WHAT IS EXPECTED: Of the records that follow, copy only the lines from the line containing "Target: blue sky" to the line containing "Target: building with curved roof", both included, exactly as written.

[Referring expression data]
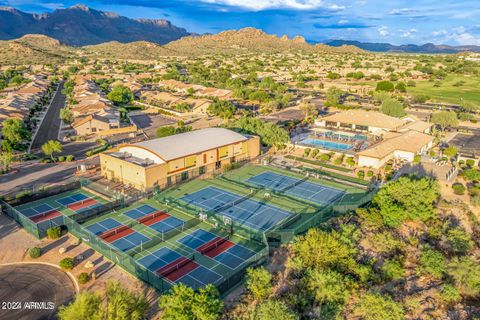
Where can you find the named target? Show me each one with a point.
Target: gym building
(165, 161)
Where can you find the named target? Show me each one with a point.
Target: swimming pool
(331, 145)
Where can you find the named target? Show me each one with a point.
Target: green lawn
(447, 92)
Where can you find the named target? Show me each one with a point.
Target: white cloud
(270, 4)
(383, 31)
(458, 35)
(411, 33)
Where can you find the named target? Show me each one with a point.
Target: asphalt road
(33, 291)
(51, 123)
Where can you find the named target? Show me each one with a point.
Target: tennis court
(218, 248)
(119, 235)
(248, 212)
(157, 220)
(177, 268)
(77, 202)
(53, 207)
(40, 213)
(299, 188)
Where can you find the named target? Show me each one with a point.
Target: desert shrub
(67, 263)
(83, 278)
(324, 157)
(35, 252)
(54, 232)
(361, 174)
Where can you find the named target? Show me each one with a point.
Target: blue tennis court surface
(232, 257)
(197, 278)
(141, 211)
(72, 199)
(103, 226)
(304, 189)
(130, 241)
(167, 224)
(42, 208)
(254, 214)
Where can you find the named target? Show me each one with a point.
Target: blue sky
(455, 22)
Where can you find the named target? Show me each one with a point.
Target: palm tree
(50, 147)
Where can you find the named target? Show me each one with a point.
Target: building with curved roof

--

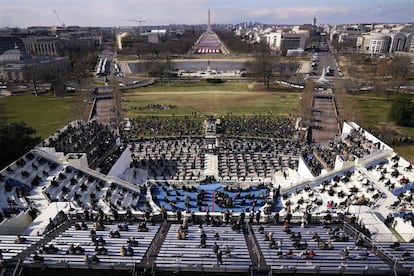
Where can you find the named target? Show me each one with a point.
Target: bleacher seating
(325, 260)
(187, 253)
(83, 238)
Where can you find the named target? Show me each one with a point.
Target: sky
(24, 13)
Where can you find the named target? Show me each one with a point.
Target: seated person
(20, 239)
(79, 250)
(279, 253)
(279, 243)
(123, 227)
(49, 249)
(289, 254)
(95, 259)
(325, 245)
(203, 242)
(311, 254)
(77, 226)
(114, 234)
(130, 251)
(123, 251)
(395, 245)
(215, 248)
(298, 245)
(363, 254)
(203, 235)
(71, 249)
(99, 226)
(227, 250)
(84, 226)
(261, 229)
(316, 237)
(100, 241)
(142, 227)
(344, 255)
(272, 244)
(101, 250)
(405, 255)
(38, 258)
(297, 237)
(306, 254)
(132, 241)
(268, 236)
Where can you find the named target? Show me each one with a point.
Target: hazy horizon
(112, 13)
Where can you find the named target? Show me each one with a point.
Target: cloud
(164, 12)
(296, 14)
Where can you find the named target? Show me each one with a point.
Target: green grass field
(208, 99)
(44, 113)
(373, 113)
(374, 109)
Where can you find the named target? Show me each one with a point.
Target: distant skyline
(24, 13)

TASK OUTPUT:
Target: blue sky
(455, 22)
Where can you find the named target? Show me each one with a point.
Target: palm tree
(50, 147)
Where can you find the named target? Show me each one with a point.
Target: building with curved roof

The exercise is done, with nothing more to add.